WHAT YOU ARE ASKED TO DO
Reproduce verbatim the lines of the material beginning with the line containing "Target: grassy slope" and continuing through the line containing "[(221, 192)]", both of those lines included.

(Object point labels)
________
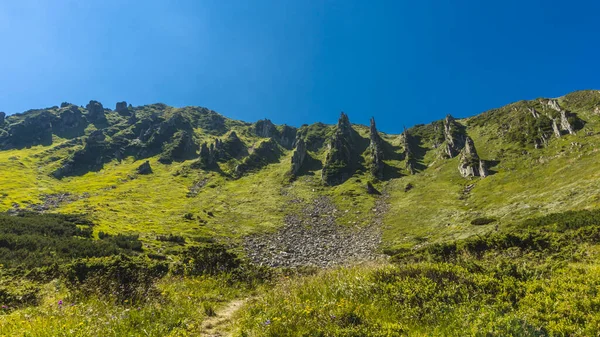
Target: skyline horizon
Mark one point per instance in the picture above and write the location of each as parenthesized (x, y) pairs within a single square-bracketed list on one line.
[(332, 118)]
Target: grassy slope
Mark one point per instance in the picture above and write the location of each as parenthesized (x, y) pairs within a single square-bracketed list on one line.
[(561, 176)]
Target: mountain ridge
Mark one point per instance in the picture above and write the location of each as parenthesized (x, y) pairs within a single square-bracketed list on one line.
[(260, 165)]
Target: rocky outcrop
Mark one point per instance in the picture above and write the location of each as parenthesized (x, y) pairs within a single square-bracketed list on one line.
[(182, 147), (34, 129), (144, 168), (454, 137), (122, 108), (371, 189), (561, 123), (266, 129), (70, 122), (265, 153), (287, 136), (95, 112), (565, 124), (408, 153), (298, 157), (376, 149), (534, 113), (470, 165), (340, 162), (312, 237), (220, 150), (90, 158)]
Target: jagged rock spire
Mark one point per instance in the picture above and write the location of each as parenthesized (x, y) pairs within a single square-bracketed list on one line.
[(455, 140), (339, 164), (563, 119), (265, 128), (95, 111), (298, 157), (470, 165), (408, 153), (376, 147)]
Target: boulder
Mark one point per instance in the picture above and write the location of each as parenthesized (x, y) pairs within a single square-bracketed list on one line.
[(454, 137), (371, 189), (408, 153), (340, 161), (470, 165), (95, 111), (121, 108), (69, 118), (265, 128), (376, 149), (298, 157), (144, 168), (288, 136)]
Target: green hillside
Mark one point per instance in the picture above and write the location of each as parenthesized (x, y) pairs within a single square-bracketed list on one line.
[(221, 192)]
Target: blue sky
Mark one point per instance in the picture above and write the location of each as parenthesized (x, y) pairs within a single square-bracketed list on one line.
[(298, 61)]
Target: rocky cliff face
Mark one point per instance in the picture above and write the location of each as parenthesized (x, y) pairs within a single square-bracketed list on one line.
[(90, 158), (265, 153), (454, 137), (408, 152), (34, 129), (470, 165), (561, 123), (183, 146), (121, 108), (95, 112), (287, 136), (299, 157), (266, 129), (70, 122), (340, 161), (376, 149)]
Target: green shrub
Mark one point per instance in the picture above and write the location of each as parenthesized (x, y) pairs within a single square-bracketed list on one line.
[(124, 278)]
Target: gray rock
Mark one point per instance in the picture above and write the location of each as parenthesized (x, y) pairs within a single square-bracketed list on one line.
[(455, 139), (340, 162), (298, 157), (376, 149), (408, 153), (121, 107), (312, 238), (95, 111), (371, 189), (564, 123), (470, 165), (144, 168)]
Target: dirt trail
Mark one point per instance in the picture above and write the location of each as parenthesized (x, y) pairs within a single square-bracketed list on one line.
[(215, 326)]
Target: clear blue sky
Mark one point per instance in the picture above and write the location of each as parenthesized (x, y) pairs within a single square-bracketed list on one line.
[(298, 61)]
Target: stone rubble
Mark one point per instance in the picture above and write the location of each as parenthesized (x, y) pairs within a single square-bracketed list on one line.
[(312, 238)]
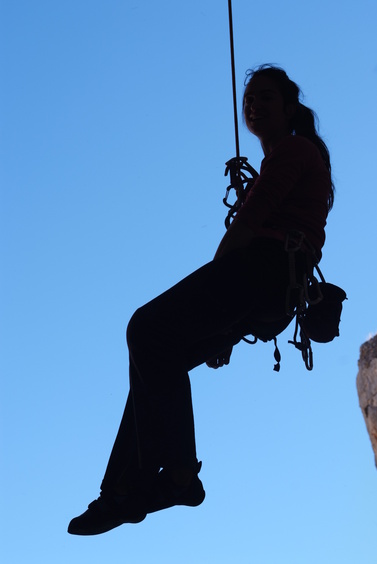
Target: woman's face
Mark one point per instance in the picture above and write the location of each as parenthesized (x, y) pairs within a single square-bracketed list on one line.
[(265, 113)]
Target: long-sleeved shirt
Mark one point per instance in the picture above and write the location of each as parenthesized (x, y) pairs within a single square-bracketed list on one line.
[(291, 193)]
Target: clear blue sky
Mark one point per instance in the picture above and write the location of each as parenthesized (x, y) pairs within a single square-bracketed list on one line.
[(116, 122)]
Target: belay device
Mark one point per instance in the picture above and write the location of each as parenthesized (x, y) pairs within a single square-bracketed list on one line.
[(317, 305)]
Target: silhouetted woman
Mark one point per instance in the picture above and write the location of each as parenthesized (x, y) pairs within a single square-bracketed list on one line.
[(153, 464)]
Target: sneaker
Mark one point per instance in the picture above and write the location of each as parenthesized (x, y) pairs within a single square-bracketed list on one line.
[(108, 512), (165, 493)]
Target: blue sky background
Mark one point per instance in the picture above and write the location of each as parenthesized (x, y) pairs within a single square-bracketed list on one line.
[(116, 122)]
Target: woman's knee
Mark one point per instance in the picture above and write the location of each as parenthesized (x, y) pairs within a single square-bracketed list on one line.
________
SOLUTION TO THE EXERCISE
Target: grassy slope
Mark one point per instance in the picture above and write the location of each as parenthesized (x, y) pairs within a single square-bracketed list on one line.
[(561, 176)]
Target: mountain ridge
Mark one point per instance in the picture above and write the location of each as parenthesized (x, y) pairs within a single square-bracketed list on one line.
[(260, 165)]
Target: rocky outcrop
Mark one point per instance in the picture above and write the location of each as parenthesized (x, y) pairs within a single square-bracketed list on one line.
[(182, 147), (34, 129), (144, 168), (454, 137), (122, 108), (371, 189), (561, 123), (266, 129), (70, 122), (265, 153), (287, 136), (95, 112), (565, 124), (408, 153), (298, 157), (376, 149), (534, 113), (470, 165), (340, 162), (312, 237), (220, 150), (90, 158)]
Target: jagged rock spire
Mark one point per instance in the picture above and write the location of each as parenthesized (x, y) pairs within a single square-bracketed list on one line.
[(455, 140), (339, 164), (563, 119), (265, 128), (95, 111), (298, 157), (470, 165), (408, 153), (376, 147)]
Target: boulder
Mark one point per instance in the picture above and write the location of each as parenthesized (x, y) pairs within a single square-bracketed list on one line.
[(454, 137), (371, 189), (408, 153), (340, 161), (470, 165), (95, 111), (121, 108), (69, 118), (265, 128), (376, 149), (298, 157), (144, 168), (288, 136)]
Target: green hillside
Mark one point per instance in the picture above and write the location of each as parenthesized (x, y) pairs within a single square-bracketed list on one line.
[(221, 192)]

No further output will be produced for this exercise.